» **Selected passage**

------------------------------------

John paints a surprisingly one sided picture. I'd be very interested in your sources for blanket statements like "4x ROF and 1/2 dispersion".

Heres what I've got on the subject.



Dashed lines are deck penetration vs US Class B, solid ones belt penetration vs US Class A.

The blue lines are the US 6"/47 firing the Mk35 Mod1-8 130lbs shell at 2500fps.

The green line is the same gun with the Mk35 Mod9-11, which was introduced in 1944 and like other US latewar shells enjoyed superior metalwork. This shell did not appreciably change the deck penetration capabilities of the weapon.

The red lines are the IJN's 6.1"/60 firing the Type 91, 123.2lbs @ 3020fps. While a lighter shell, the insane muzzle velocity of this weapon gave it armour penetration capability almost on par with 8" weapons.

------------------------------------

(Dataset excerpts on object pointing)
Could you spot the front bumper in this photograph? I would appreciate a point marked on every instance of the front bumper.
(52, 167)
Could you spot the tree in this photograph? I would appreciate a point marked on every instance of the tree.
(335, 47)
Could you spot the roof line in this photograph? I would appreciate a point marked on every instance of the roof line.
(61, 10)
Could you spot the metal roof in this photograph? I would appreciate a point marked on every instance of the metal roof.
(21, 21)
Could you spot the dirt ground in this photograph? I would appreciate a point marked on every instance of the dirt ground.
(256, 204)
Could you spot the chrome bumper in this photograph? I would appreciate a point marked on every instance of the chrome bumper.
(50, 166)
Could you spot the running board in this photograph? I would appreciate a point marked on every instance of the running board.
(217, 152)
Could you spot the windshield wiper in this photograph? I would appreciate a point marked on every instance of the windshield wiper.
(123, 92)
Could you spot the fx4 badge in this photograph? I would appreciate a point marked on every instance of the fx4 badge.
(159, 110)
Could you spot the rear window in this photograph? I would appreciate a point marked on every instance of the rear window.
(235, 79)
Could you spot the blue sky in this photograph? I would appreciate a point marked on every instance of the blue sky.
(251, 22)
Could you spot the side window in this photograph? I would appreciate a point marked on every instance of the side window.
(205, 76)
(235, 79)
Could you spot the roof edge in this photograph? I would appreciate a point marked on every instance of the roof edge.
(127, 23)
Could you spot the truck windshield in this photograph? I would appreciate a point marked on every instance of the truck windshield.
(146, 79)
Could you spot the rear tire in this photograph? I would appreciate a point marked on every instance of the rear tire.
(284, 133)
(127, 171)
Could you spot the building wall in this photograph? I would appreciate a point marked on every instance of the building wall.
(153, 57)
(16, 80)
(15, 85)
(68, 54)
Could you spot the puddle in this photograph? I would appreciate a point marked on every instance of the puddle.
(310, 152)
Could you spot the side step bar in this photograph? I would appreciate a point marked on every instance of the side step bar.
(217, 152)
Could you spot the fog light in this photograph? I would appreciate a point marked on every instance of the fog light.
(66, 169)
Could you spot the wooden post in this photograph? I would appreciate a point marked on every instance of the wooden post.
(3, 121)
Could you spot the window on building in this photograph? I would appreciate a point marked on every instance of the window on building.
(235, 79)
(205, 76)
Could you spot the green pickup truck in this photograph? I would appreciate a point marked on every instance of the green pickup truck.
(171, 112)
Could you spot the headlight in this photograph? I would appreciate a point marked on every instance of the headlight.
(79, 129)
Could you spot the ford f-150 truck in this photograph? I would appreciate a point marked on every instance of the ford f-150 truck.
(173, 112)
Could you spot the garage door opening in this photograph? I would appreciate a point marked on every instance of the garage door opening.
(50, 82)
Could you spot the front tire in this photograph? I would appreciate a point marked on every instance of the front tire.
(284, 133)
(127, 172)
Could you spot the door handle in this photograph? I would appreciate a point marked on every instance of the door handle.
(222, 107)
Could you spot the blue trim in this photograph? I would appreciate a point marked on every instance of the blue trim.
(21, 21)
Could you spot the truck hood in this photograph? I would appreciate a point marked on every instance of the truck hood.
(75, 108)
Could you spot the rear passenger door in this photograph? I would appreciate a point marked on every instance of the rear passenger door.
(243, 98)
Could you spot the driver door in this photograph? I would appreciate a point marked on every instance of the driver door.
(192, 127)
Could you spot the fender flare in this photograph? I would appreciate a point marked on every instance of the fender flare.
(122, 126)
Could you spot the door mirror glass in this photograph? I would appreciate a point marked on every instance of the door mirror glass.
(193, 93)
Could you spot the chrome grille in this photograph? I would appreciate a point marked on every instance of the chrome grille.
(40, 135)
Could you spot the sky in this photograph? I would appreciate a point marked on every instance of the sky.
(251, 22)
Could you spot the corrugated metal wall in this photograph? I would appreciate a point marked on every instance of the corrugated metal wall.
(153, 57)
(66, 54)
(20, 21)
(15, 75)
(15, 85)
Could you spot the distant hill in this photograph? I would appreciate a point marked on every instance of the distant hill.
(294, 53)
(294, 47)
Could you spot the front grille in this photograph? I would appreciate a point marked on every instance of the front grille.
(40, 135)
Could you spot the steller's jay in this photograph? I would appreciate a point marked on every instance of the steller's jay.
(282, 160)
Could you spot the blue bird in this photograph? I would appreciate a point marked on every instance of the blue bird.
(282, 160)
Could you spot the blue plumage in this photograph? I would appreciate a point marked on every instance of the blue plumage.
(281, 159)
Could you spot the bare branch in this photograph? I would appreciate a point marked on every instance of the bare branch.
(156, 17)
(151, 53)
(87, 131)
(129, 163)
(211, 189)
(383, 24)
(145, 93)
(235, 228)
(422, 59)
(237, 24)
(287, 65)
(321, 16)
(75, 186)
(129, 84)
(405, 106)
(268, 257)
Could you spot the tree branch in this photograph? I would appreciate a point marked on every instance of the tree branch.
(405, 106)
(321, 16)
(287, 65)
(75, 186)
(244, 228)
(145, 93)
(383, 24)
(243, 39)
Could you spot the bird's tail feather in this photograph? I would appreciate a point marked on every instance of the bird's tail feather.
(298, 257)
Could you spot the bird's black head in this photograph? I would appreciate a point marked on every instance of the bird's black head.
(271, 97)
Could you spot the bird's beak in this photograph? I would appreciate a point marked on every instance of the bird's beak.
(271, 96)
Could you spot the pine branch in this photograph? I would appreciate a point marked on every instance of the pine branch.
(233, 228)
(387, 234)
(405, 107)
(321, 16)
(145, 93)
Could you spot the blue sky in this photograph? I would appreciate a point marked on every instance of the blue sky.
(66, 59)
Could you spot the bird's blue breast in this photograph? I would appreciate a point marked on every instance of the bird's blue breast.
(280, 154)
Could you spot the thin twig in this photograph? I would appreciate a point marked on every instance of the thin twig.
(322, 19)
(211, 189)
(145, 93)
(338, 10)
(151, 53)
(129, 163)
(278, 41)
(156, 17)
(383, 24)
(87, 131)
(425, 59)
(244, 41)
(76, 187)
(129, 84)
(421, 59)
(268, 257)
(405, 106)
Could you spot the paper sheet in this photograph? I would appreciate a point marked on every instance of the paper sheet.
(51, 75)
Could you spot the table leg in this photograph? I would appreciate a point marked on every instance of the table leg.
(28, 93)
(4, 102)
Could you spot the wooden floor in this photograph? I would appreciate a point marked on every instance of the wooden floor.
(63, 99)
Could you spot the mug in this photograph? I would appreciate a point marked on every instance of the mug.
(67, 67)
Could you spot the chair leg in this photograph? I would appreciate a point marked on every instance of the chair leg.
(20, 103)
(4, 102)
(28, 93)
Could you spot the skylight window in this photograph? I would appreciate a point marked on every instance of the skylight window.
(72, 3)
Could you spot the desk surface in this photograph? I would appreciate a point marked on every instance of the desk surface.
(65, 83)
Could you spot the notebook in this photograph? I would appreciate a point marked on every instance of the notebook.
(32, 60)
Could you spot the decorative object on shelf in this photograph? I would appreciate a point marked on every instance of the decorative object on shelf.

------------------------------------

» **Direction A**
Answer these from the passage on naval gun penetration:
(i) What shell weight and muzzle velocity are given for the US 6"/47 in the blue lines?
(ii) In what year was the Mk35 Mod9-11 introduced?
(iii) What do the dashed lines represent?
» **Direction B**
State whether each statement agrees with the passage on naval gun penetration, and quote the words that decide it:
(i) The Mk35 Mod9-11 appreciably improved the weapon's deck penetration.
(ii) The Type 91 fired by the IJN's 6.1"/60 was a lighter shell.
(iii) The solid lines show belt penetration against US Class A.
» **Direction C**
Set down, word for word, the part of the passage on naval gun penetration starting at "John paints a" and ending at "on the subject.".

» **Expected output A**
(i) 130lbs at 2500fps.
(ii) 1944.
(iii) Deck penetration vs US Class B.

» **Expected output B**
(i) No: "This shell did not appreciably change the deck penetration capabilities of the weapon."
(ii) Yes: "While a lighter shell"
(iii) Yes: "solid ones belt penetration vs US Class A"

» **Expected output C**
John paints a surprisingly one sided picture. I'd be very interested in your sources for blanket statements like "4x ROF and 1/2 dispersion".

Heres what I've got on the subject.